▶ [Given instruction]:
Starting at the line containing "For this evaluation, locate the black" and ending at the last line, lay out these lines as a two-column CSV with the headers text and answer. Give one row per text-and-answer pair, and put each in a single quoted field with line breaks replaced by spaces.

▶ [Recorded information]:

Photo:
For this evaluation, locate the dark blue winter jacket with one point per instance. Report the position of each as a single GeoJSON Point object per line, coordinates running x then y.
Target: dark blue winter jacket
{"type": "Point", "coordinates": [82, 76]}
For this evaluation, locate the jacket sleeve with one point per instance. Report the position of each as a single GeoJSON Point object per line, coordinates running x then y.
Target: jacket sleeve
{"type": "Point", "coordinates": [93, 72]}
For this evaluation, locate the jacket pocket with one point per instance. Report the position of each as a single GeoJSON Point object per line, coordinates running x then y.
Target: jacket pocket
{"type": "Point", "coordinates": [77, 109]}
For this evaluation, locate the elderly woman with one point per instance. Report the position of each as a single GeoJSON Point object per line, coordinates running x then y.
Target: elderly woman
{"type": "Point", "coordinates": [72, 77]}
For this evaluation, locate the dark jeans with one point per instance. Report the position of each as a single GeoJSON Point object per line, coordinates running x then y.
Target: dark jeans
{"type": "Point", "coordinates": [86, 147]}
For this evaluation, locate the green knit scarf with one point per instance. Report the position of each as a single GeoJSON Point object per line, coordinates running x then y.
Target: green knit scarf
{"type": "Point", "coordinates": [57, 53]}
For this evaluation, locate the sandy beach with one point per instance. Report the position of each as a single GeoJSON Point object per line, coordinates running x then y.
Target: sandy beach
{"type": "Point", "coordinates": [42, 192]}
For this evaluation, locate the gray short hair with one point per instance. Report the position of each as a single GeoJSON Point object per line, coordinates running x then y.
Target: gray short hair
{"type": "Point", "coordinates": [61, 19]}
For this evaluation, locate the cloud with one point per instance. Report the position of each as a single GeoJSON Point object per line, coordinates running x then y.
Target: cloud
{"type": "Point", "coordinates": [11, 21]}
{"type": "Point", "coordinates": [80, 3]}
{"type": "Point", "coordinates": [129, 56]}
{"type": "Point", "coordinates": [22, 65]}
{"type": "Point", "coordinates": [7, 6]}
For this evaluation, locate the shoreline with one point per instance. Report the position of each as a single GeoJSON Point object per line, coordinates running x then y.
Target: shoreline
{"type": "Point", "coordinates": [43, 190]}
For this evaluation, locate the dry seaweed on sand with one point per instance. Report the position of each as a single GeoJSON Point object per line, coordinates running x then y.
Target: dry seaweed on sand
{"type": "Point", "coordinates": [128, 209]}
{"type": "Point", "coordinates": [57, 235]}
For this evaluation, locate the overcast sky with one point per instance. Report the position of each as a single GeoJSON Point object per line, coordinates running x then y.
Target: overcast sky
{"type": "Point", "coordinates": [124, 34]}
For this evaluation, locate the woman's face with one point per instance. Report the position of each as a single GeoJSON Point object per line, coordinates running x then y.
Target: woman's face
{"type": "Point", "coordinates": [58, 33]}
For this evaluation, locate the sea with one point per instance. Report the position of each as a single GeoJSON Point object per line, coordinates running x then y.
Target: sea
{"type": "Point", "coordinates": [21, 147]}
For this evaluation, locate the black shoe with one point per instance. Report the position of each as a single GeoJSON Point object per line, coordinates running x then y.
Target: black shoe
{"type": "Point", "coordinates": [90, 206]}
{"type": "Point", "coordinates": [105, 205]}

▶ [Exercise result]:
text,answer
"For this evaluation, locate the black shoe with one point per instance. Report the position of each as a single GeoJSON Point object per line, coordinates running x then y. Target: black shoe","{""type"": ""Point"", ""coordinates"": [90, 206]} {""type"": ""Point"", ""coordinates"": [105, 205]}"